Rows from a pointing dataset:

┄┄┄┄┄┄

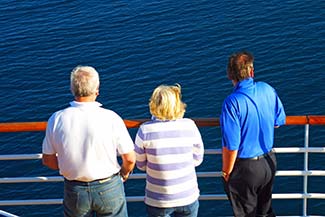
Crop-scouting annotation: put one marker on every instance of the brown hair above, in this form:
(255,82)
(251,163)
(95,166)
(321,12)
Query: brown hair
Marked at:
(239,65)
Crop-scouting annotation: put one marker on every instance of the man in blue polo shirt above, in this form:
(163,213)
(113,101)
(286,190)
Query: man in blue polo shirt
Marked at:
(247,120)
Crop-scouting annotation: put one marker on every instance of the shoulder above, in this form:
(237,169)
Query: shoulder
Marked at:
(264,85)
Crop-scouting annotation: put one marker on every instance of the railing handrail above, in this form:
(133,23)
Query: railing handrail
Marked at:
(201,122)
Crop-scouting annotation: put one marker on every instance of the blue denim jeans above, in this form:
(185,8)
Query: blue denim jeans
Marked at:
(83,199)
(181,211)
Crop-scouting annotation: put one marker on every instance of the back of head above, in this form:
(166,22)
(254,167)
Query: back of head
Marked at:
(84,81)
(240,65)
(166,103)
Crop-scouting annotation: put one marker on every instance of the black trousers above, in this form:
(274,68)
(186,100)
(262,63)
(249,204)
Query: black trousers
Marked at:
(249,188)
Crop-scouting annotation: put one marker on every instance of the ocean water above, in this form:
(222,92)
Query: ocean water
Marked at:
(138,45)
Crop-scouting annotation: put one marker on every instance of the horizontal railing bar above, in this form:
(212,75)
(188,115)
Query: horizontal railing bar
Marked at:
(15,180)
(6,214)
(207,151)
(205,197)
(201,122)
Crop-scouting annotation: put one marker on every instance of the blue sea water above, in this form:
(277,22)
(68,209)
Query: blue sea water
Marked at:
(137,45)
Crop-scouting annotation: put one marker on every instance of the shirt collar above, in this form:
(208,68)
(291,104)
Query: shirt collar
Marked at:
(249,82)
(84,104)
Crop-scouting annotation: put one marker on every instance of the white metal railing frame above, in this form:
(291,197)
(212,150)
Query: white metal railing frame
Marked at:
(305,196)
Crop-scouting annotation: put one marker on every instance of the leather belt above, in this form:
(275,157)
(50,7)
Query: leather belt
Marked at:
(255,158)
(100,181)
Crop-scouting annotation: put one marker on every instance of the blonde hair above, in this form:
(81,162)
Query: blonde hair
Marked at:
(84,81)
(166,102)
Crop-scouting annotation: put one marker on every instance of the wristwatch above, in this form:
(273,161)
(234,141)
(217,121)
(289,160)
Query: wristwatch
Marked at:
(224,174)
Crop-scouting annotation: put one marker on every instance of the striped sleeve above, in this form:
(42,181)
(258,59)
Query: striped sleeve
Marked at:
(141,158)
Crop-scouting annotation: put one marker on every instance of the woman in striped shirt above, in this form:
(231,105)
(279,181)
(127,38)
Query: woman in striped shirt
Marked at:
(168,148)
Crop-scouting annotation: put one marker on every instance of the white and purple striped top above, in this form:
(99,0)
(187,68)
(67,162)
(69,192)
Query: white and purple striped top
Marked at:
(169,151)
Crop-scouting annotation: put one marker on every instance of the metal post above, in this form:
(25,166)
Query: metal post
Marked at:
(305,190)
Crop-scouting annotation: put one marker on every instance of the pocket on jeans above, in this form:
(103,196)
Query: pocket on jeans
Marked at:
(112,199)
(72,199)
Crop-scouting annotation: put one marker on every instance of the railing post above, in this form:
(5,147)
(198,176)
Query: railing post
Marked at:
(305,183)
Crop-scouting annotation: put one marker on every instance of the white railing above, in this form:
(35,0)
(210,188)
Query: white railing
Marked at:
(293,120)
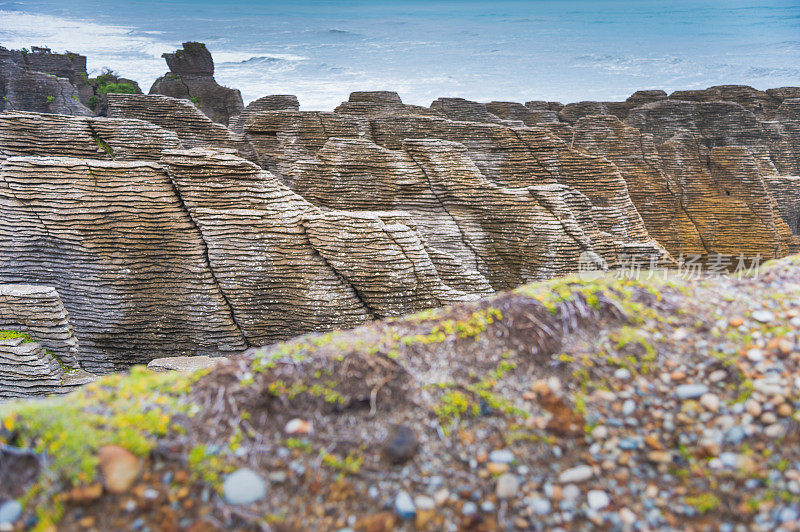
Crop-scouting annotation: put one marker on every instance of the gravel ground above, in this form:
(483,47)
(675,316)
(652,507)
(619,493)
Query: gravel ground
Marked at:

┄┄┄┄┄┄

Task goal » Rewrite every one of the items above as a JSON list of strings, with one string per line and any blank lines dropped. Omit the picture lines.

Answer to this task »
[
  "Crop-scouting annotation: put one marker on every instance of the brown hair above, in this form:",
  "(255,82)",
  "(251,163)",
  "(95,166)",
  "(321,12)",
  "Query: brown hair",
  "Marked at:",
  "(239,65)",
  "Crop-scouting annotation: put one marker on every instance of the man in blue polo shirt above, in this form:",
  "(163,213)",
  "(113,101)",
  "(286,190)",
  "Query: man in blue polo shirt",
  "Marked at:",
  "(247,120)",
  "Crop-scouting annotation: put one marker on every instance of the shoulder above, in this form:",
  "(237,169)",
  "Query: shoulder",
  "Marked at:",
  "(264,85)",
  "Crop-scouting annotation: put one marker on every instance of the railing handrail above, in this form:",
  "(133,23)",
  "Query: railing handrail",
  "Marked at:",
  "(201,122)",
  "Crop-scouting annotation: put one marker on every instance of the blue denim jeans above, in this form:",
  "(185,8)",
  "Query: blue denim jeans",
  "Marked at:",
  "(83,199)",
  "(181,211)",
  "Crop-scouting annotation: put one marker on every instance of the back of head above, in this form:",
  "(166,22)",
  "(254,167)",
  "Query: back of head",
  "Marked at:",
  "(84,81)",
  "(240,65)",
  "(166,103)",
  "Crop-scouting annotation: put one marker on every instance of the black trousers above, in this form:",
  "(274,68)",
  "(186,100)",
  "(262,63)",
  "(249,204)",
  "Query: black trousers",
  "Marked at:",
  "(249,188)",
  "Crop-scouting annotation: put one marker on every instance of the ocean water above, in this form:",
  "(222,92)",
  "Query: ocean water",
  "Marked at:",
  "(138,45)",
  "Crop-scouting annotation: put one marker on every instance of the horizontal railing bar above, in this form:",
  "(212,75)",
  "(188,115)",
  "Query: horizontal railing bar",
  "Marked at:",
  "(15,180)",
  "(6,214)",
  "(207,151)",
  "(205,197)",
  "(201,122)",
  "Crop-scouting annotation: put one marker on every instance of the blue sea water above, in this form:",
  "(277,22)",
  "(68,209)",
  "Query: blue sea water",
  "Marked at:",
  "(137,45)",
  "Crop-scouting annotation: put one marker on every instance of the shirt collar above, in this form:",
  "(208,68)",
  "(291,104)",
  "Query: shirt collar",
  "Marked at:",
  "(249,82)",
  "(84,104)",
  "Crop-scouting annotation: put one marker on every instance of the white metal railing frame above, in this form:",
  "(291,197)",
  "(212,150)",
  "Query: white metal railing frame",
  "Marked at:",
  "(305,196)",
  "Crop-scouting annotation: put one marker on every instance of the leather belt above, in this form:",
  "(275,157)",
  "(50,7)",
  "Query: leather belt",
  "Marked at:",
  "(255,158)",
  "(100,181)",
  "Crop-scouting annotation: put one marker on every instance of the blonde hair above, in this form:",
  "(81,162)",
  "Query: blonde hair",
  "Marked at:",
  "(84,81)",
  "(166,102)",
  "Crop-scouting annotation: put one marker on every instance of the wristwatch above, in this form:",
  "(273,161)",
  "(234,141)",
  "(217,121)",
  "(289,160)",
  "Query: wristwatch",
  "Marked at:",
  "(224,174)",
  "Crop-scouting annotation: put one marker on every instance of the striped sleeve above, in this form:",
  "(42,181)",
  "(258,59)",
  "Query: striped sleeve",
  "Marked at:",
  "(141,158)",
  "Crop-scouting annotation: put one marker on every instance of the woman in striped shirt above, in this form:",
  "(231,105)",
  "(279,181)",
  "(127,38)",
  "Query: woman in striped shirt",
  "Marked at:",
  "(168,148)",
  "Crop-scouting annotation: put one marker on every instance of the white and purple striped top above, in this form:",
  "(99,0)",
  "(187,68)",
  "(67,162)",
  "(69,192)",
  "Query: white and purple striped top",
  "Marked at:",
  "(169,151)",
  "Crop-scouting annotation: put one marker on every instance of the metal post above, in this form:",
  "(25,166)",
  "Query: metal post",
  "Marked at:",
  "(305,190)",
  "Crop-scouting annotation: put one marker on every instance of the pocket on jeans above, in this form:",
  "(103,196)",
  "Query: pocket on jeans",
  "Marked at:",
  "(112,199)",
  "(72,199)",
  "Crop-scouting annotation: put one marker on every instance of the railing post above, in this form:",
  "(5,147)",
  "(198,176)",
  "Query: railing post",
  "Marked at:",
  "(305,183)",
  "Crop-scouting annotation: put one marker on every instance of the white railing above, in this form:",
  "(35,0)",
  "(210,188)",
  "Query: white railing",
  "Marked at:",
  "(293,120)",
  "Crop-scouting annotation: put one marker on every instance of the gravel ground above, in this form:",
  "(483,47)",
  "(675,316)",
  "(652,507)",
  "(619,493)",
  "Query: gravel ground",
  "Marked at:"
]